# [Required tasks]
1. Answer these from the article on Germany's Russian gas imports:
(a) On what date was it published?
(b) Which three countries have halted imports of fossil fuels from Russia?
(c) According to the Agora Energiewende think tank, up to what share of Germany's oil supplies comes from Russia?
2. Duplicate the stretch of the article on Germany's Russian gas imports from "By Nik Martin" through "leave Europe’s largest economy?".
3. Go on with the article on Germany's Russian gas imports, picking up after its last sentence.

# [Text excerpt]
···
ENERGY SECURITYCan Germany Wean Itself Off Russian Gas?

By Nik Martin and Insa Wrede

Published 29 March 2022

Experts are divided on how quickly Germany could cut imports of Russian energy and stop funding President Vladimir Putin’s invasion of Ukraine. How vulnerable would such a move leave Europe’s largest economy?

Germany remains under intense pressure to cut its reliance on Russian energy in the wake of the invasion of Ukraine. Though the United States, the United Kingdom and Canada have halted imports of fossil fuels from Russia, Germany has tried to temper expectations that such a move could happen quickly.

Chancellor Olaf Scholz told Germany’s parliament last week that a sudden embargo on Russian energy imports “from one day to the next would mean plunging our country and the whole of Europe into a recession.”

The reason, of course, is Germany’s much higher dependence on Russia for its energy needs: up to 55% of gas and 34% of oil supplies, according to the Agora Energiewende think tank in Germany.
···
# [Exercise data]
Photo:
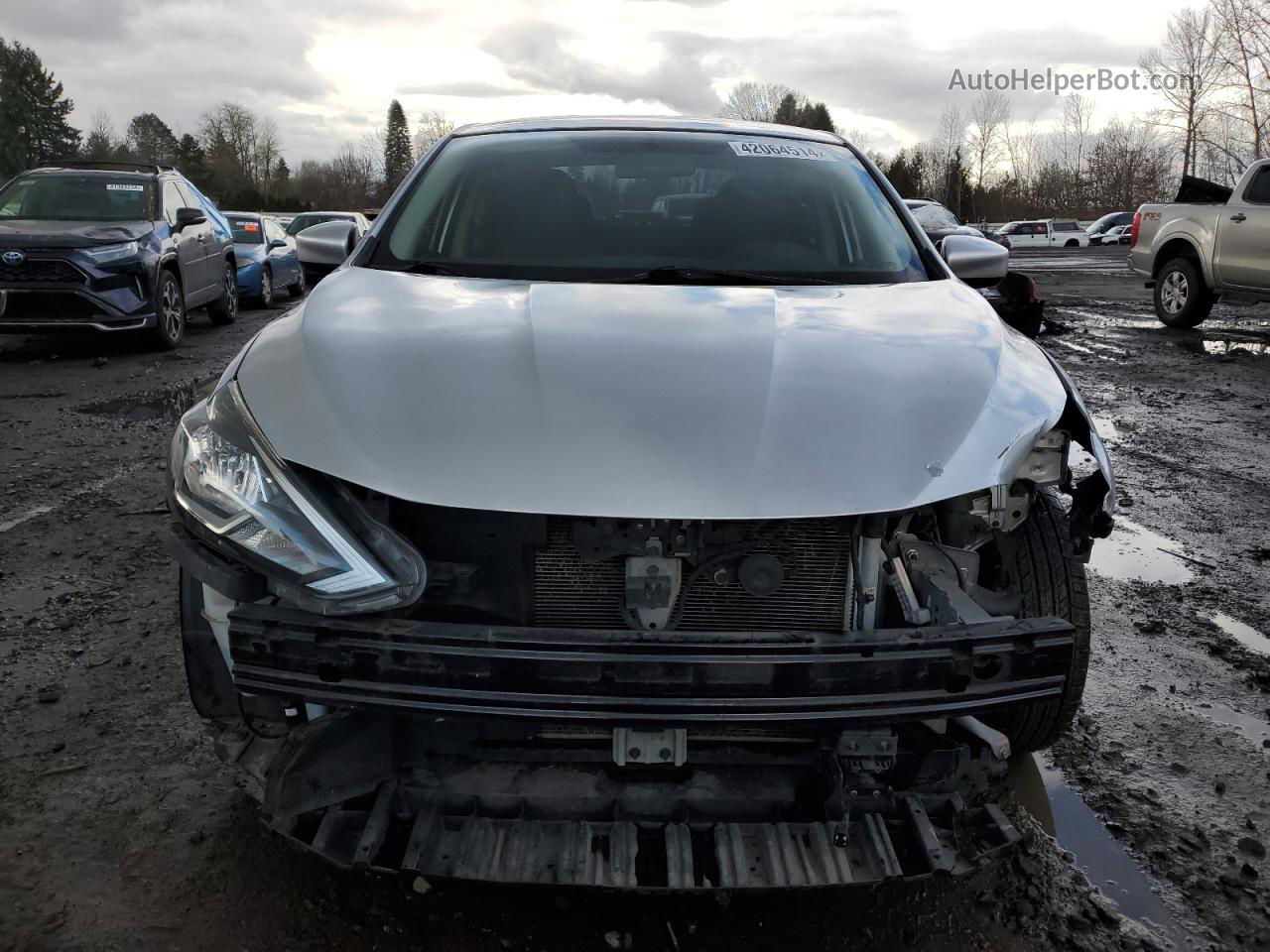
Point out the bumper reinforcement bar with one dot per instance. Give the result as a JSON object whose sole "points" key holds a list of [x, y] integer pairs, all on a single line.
{"points": [[627, 676]]}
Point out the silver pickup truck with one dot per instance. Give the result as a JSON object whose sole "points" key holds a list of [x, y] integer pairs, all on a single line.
{"points": [[1213, 241]]}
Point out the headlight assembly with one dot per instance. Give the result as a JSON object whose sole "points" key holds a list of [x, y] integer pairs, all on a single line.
{"points": [[235, 490]]}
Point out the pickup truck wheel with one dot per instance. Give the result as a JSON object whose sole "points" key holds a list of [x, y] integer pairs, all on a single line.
{"points": [[169, 312], [1182, 298], [223, 309], [1052, 583]]}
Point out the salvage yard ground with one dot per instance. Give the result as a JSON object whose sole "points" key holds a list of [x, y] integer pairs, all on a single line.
{"points": [[121, 830]]}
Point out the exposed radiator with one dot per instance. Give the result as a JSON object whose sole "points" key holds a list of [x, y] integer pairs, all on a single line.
{"points": [[570, 593]]}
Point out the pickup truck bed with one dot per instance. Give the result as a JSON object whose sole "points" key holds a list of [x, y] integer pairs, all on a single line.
{"points": [[1211, 243]]}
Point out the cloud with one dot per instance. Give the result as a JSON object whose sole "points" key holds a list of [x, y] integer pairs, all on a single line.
{"points": [[468, 89], [535, 54]]}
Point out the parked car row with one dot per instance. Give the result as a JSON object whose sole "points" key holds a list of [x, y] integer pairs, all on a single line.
{"points": [[134, 246]]}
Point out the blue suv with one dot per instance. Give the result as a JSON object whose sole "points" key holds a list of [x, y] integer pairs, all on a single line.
{"points": [[112, 246]]}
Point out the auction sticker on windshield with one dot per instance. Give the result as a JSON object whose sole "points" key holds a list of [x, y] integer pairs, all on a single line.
{"points": [[783, 150]]}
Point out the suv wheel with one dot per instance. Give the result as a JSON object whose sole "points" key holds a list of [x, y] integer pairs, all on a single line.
{"points": [[225, 308], [169, 312], [1052, 583], [1182, 298]]}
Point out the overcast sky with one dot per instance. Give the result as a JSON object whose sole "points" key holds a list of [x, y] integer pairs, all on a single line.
{"points": [[326, 68]]}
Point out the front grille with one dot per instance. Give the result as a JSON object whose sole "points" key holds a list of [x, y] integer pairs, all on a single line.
{"points": [[46, 306], [570, 593], [41, 271]]}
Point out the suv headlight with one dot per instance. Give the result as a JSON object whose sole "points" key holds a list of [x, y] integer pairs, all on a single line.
{"points": [[229, 481], [104, 254]]}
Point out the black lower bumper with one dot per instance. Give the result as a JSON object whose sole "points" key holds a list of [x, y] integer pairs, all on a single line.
{"points": [[624, 676]]}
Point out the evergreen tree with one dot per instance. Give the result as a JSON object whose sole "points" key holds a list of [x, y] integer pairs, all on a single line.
{"points": [[398, 157], [151, 140], [33, 111]]}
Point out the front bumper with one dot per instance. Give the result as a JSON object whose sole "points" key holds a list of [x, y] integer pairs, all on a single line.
{"points": [[67, 294]]}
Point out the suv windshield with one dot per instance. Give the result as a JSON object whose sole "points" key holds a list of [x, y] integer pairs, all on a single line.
{"points": [[79, 197], [578, 206], [307, 221], [246, 231]]}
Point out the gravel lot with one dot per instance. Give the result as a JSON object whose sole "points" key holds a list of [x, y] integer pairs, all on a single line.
{"points": [[119, 829]]}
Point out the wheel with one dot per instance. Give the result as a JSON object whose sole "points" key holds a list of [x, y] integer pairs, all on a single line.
{"points": [[1182, 298], [169, 312], [223, 309], [266, 287], [1052, 583], [300, 286]]}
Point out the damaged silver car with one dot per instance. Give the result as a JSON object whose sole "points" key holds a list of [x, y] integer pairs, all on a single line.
{"points": [[557, 538]]}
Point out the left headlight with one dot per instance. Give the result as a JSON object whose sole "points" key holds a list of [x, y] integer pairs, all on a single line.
{"points": [[104, 254], [231, 485]]}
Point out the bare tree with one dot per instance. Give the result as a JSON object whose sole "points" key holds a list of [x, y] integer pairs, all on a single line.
{"points": [[1243, 56], [754, 102], [1188, 54], [431, 128], [989, 117]]}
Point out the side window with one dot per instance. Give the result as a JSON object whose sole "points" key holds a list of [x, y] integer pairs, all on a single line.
{"points": [[1259, 189], [172, 200]]}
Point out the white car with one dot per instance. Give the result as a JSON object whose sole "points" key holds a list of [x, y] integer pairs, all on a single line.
{"points": [[1046, 232], [556, 540]]}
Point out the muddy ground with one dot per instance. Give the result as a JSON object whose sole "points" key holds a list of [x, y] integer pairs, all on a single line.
{"points": [[121, 830]]}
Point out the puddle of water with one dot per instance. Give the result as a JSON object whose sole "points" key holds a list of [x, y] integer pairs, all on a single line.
{"points": [[1134, 552], [155, 407], [14, 518], [1043, 789], [1242, 633], [1225, 347], [1255, 729]]}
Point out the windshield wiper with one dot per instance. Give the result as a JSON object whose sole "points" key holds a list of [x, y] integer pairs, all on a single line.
{"points": [[681, 275], [431, 268]]}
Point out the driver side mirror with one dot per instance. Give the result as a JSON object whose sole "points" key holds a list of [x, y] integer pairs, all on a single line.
{"points": [[975, 261], [189, 216], [329, 243]]}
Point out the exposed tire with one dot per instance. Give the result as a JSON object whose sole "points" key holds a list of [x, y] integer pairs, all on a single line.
{"points": [[266, 296], [300, 286], [223, 309], [1052, 583], [169, 311], [1182, 298]]}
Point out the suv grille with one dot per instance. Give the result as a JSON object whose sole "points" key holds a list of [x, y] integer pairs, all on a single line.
{"points": [[46, 306], [41, 271], [570, 593]]}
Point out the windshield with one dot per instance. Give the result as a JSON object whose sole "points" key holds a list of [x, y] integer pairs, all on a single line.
{"points": [[307, 221], [578, 206], [246, 231], [70, 197], [935, 217]]}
···
# [Results]
1.
(a) 29 March 2022
(b) The United States, the United Kingdom and Canada
(c) Up to 34%

2.
By Nik Martin and Insa Wrede

Published 29 March 2022

Experts are divided on how quickly Germany could cut imports of Russian energy and stop funding President Vladimir Putin’s invasion of Ukraine. How vulnerable would such a move leave Europe’s largest economy?

3.
But patience is wearing thin as Germany is effectively funding Russian President Vladimir Putin’s war machine. Europe’s largest economy spends hundreds of millions of euros daily on Russian energy.

Since the war in Ukraine began on February 24, the European Union has paid out €21 billion ($23.3 billion) for fossil fuel imports from Russia, according to the Helsinki-based Center for Research on Energy and Clean Air (CREA).

Several analysts believe that Berlin must now take greater strides to halt the Kremlin’s military ambitions by joining the energy boycott, without severely damaging its export-oriented economy.

Energy Boycott Would Be ‘Manageable’
In March, a group of scholars from the German National Academy of Sciences Leopoldina calculated that the effects of a short-term halt to the supply of Russian gas would be “substantial but manageable.”

They said Germany’s gross domestic product would drop 0.5%-3%, compared with a 4.5% fall in the first year of the pandemic. But the academics noted that finding alternative sources of oil and coal would be easier than for gas.

A study by the German Institute for Economic Research published Tuesday predicted a similar output drop and a further spike in inflation, which had already reached 5.5% in February. The report’s authors cautioned that as there has never been an embargo on this scale, “any assumptions are subject to uncertainty.”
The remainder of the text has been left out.